In how many lines of the listing does the word "instance" appear? Reply with the number only.
########
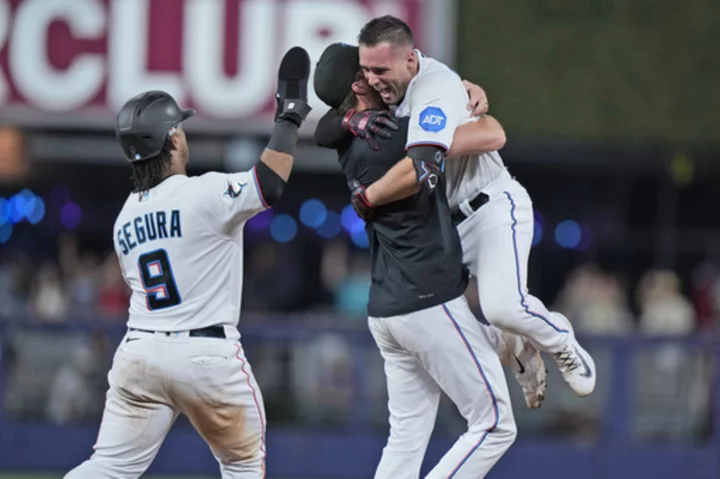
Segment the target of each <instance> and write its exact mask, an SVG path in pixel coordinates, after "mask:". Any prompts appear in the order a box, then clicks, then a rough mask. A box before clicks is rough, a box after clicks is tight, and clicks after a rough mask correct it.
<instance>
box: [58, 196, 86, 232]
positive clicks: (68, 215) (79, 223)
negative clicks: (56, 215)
mask: <svg viewBox="0 0 720 479" xmlns="http://www.w3.org/2000/svg"><path fill="white" fill-rule="evenodd" d="M81 219H82V211H81V210H80V207H79V206H78V205H77V204H76V203H73V202H72V201H68V202H67V203H65V205H64V206H63V209H62V211H60V221H62V224H63V226H64V227H65V228H66V229H69V230H73V229H75V228H76V227H77V225H79V224H80V220H81Z"/></svg>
########
● **Answer section**
2